* [Problem to work on] Convert every line of the listing below into a numbered list, leaving out the blank lines.

┌─ Data shown

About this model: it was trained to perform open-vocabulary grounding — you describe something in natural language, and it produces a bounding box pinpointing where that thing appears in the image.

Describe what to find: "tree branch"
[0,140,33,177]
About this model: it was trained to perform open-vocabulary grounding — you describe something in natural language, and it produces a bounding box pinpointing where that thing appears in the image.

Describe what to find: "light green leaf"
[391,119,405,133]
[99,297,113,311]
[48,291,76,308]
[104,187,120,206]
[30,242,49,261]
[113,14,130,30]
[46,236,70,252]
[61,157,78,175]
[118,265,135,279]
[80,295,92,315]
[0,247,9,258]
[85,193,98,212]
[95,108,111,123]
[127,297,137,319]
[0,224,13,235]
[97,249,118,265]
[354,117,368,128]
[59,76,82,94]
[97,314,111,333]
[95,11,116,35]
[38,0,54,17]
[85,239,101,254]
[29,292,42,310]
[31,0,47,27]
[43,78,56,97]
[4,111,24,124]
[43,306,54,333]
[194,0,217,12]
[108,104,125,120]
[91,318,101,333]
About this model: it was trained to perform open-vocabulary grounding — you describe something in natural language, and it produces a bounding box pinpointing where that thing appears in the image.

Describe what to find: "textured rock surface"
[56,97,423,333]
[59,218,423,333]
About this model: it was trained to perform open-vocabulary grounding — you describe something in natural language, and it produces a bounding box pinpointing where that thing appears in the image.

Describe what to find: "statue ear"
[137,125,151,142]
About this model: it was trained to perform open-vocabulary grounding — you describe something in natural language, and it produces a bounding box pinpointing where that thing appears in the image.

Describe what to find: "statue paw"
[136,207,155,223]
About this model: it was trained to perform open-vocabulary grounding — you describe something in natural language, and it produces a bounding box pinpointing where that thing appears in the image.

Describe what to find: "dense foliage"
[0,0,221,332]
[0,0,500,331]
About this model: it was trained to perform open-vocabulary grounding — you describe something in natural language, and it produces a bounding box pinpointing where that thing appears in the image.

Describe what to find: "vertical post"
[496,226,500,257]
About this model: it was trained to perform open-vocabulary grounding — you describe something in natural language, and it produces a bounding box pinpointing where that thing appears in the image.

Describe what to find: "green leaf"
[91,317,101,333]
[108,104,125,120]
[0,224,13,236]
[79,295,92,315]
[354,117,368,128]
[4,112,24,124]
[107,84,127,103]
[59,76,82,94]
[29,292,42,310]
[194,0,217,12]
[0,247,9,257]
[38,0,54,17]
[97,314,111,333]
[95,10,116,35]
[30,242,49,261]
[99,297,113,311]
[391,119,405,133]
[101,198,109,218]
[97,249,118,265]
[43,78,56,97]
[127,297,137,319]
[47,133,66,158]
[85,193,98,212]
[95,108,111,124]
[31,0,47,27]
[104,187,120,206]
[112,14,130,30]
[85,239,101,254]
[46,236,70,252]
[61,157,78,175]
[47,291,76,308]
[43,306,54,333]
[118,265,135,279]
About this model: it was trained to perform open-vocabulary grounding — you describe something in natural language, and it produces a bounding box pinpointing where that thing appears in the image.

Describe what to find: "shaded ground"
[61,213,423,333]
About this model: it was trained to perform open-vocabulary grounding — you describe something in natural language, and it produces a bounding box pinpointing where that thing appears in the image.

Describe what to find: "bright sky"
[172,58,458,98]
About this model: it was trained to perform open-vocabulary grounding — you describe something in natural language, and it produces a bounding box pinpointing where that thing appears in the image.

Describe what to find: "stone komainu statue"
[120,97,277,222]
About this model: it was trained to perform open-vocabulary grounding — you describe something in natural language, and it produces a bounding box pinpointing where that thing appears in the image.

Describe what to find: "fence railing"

└─

* [Response to the task]
1. About this model: it was trained to perform open-vocabulary grounding — you describe something in natural language, and it produces a bounding box pinpointing where that thing appears in the image.
2. Describe what to find: "tree branch"
3. [0,140,33,177]
4. About this model: it was trained to perform open-vocabulary grounding — you describe something in natural language, and it produces a bounding box pinpointing where that thing appears in the image.
5. Describe what to find: "light green leaf"
6. [391,119,405,133]
7. [99,297,113,311]
8. [48,291,76,308]
9. [104,187,120,206]
10. [30,242,49,261]
11. [113,14,130,30]
12. [46,236,70,252]
13. [61,157,78,175]
14. [118,265,135,279]
15. [80,295,92,315]
16. [0,247,9,258]
17. [85,193,98,212]
18. [95,108,111,123]
19. [127,297,137,319]
20. [0,224,13,235]
21. [97,249,118,265]
22. [354,117,368,128]
23. [59,76,82,94]
24. [97,314,111,333]
25. [95,11,116,35]
26. [38,0,54,17]
27. [85,239,101,254]
28. [29,292,42,310]
29. [31,0,47,27]
30. [43,78,56,97]
31. [4,111,24,124]
32. [43,306,54,333]
33. [194,0,217,12]
34. [108,104,125,120]
35. [91,318,101,333]
36. About this model: it was trained to perform open-vocabulary grounding — you describe something in natural language, and it produces a bounding box pinpointing where that thing appears in the image.
37. Describe what to find: "textured rock surface"
38. [56,97,423,333]
39. [59,218,423,333]
40. About this model: it was trained to perform open-vocabulary grounding — you describe something in natural language, and it produces a bounding box pinpointing where that thing appears in the image.
41. Describe what to find: "statue ear"
42. [137,125,151,142]
43. About this model: it was trained to perform open-vocabulary grounding — you describe something in natural language, and it produces a bounding box pinpointing where that thing appears in the image.
44. Describe what to find: "statue paw"
45. [136,207,155,223]
46. About this model: it was trained to perform open-vocabulary grounding — you describe something in natural language, and it produces a bounding box pinpointing where that thing appears in the image.
47. Describe what to find: "dense foliage"
48. [0,0,221,332]
49. [0,0,500,331]
50. About this model: it was trained to perform open-vocabulary grounding — you describe something in natural language, and it produces a bounding box pinpointing where that thing appears in the image.
51. Describe what to find: "vertical post"
52. [496,226,500,257]
53. About this model: it was trained to perform open-vocabulary grounding — you describe something in natural language, and it produces a bounding box pinpointing where that thing appears in the image.
54. Describe what to find: "green leaf"
55. [91,317,101,333]
56. [108,104,125,120]
57. [0,224,13,236]
58. [79,295,92,315]
59. [354,117,368,128]
60. [4,112,24,124]
61. [107,84,127,103]
62. [59,76,82,94]
63. [29,292,42,310]
64. [194,0,217,12]
65. [0,247,9,257]
66. [38,0,54,17]
67. [97,314,111,333]
68. [95,10,116,35]
69. [30,242,49,261]
70. [99,297,113,311]
71. [391,119,405,133]
72. [101,198,109,218]
73. [97,249,118,265]
74. [43,78,56,97]
75. [127,297,137,319]
76. [47,133,66,158]
77. [85,193,98,212]
78. [95,108,111,124]
79. [31,0,47,27]
80. [104,187,120,206]
81. [112,14,130,30]
82. [85,239,101,254]
83. [46,236,70,252]
84. [61,157,78,175]
85. [47,291,76,308]
86. [43,306,54,333]
87. [118,265,135,279]
88. About this model: it was trained to perform open-vocabulary grounding — you describe something in natural language, and it produces a bounding box pinpointing where that thing appears in the image.
89. Describe what to find: "shaded ground"
90. [61,213,423,333]
91. About this model: it was trained to perform open-vocabulary grounding — you describe something in natural language, and it produces a bounding box pinpointing where that thing appears in the image.
92. Describe what to find: "bright sky"
93. [172,58,458,98]
94. About this model: it was trained to perform open-vocabulary grounding — you describe something in natural language, and it produces a bounding box pinpointing where that thing appears in the image.
95. Describe what to find: "stone komainu statue"
96. [120,97,277,222]
97. About this model: it was trained to perform open-vocabulary grounding — you describe something in natural language, and it produces a bounding box pinpointing where that thing appears in the image.
98. Describe what to find: "fence railing"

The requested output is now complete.